Skip to main content

Performance Tuning

RotorTree provides extensive tuning knobs at both compile-time and runtime. This guide covers all optimization techniques for different workloads.

Performance Overview

From benchmarks on M4 Pro (14 cores, 48 GB RAM):

Single-Threaded

~1-2M leaves/secBest for: Low variance, predictable latency

Parallel (8 cores)

~10-20M leaves/secBest for: Balanced throughput/latency

Parallel (14 cores)

~190M leaves/sec peakBest for: Maximum throughput
Single-threaded mode has the best performance characteristic in terms of variance. Use it when latency predictability matters more than raw throughput.

Compile-Time Constants

These require modifying source code and recompiling. Located in src/tree.rs:

CHUNK_SIZE (Default: 128)

pub(crate) const CHUNK_SIZE: usize = 128;
What it does:
  • Defines hashes per chunk for structural sharing
  • Each chunk = CHUNK_SIZE × 32 bytes = 4 KB (default)
Tradeoffs:
  • Larger (256): Fewer Arc allocations, lower snapshot cost, coarser copy-on-write granularity
  • Smaller (64): Finer-grained sharing, higher snapshot cost, more Arc overhead
When to change:
  • Increase to 256 if you take many snapshots and want lower memory overhead
  • Decrease to 64 if you rarely snapshot and want finer CoW granularity

CHUNKS_PER_SEGMENT (Default: 256)

const CHUNKS_PER_SEGMENT: usize = 256;
What it does:
  • Controls how many chunks are frozen into a single Arc slab
  • Each segment = CHUNKS_PER_SEGMENT × CHUNK_SIZE × 32 bytes = 1 MB (default)

────────────────

## Problems to solve:
a - Answer these questions from the RotorTree tuning guide:
(i) On what hardware were the benchmarks run?
(ii) What is the default value of CHUNK_SIZE?
(iii) How large is each segment by default?
b - Copy out word for word everything in the RotorTree tuning guide from "Parallel (14 cores)" down to "CHUNK_SIZE (Default: 128)".

────────────────

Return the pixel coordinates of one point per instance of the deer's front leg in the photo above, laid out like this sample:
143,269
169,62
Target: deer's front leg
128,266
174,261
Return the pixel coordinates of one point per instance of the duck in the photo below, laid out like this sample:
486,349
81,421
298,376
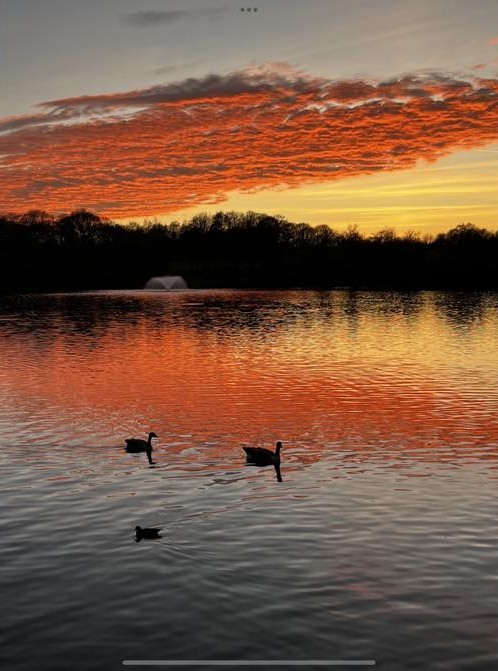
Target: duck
140,445
144,532
263,457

────────────────

## Responses in order:
a -
(i) An M4 Pro with 14 cores and 48 GB RAM.
(ii) 128.
(iii) 1 MB.

b -
Parallel (14 cores)

~190M leaves/sec peakBest for: Maximum throughput
Single-threaded mode has the best performance characteristic in terms of variance. Use it when latency predictability matters more than raw throughput.

Compile-Time Constants

These require modifying source code and recompiling. Located in src/tree.rs:

CHUNK_SIZE (Default: 128)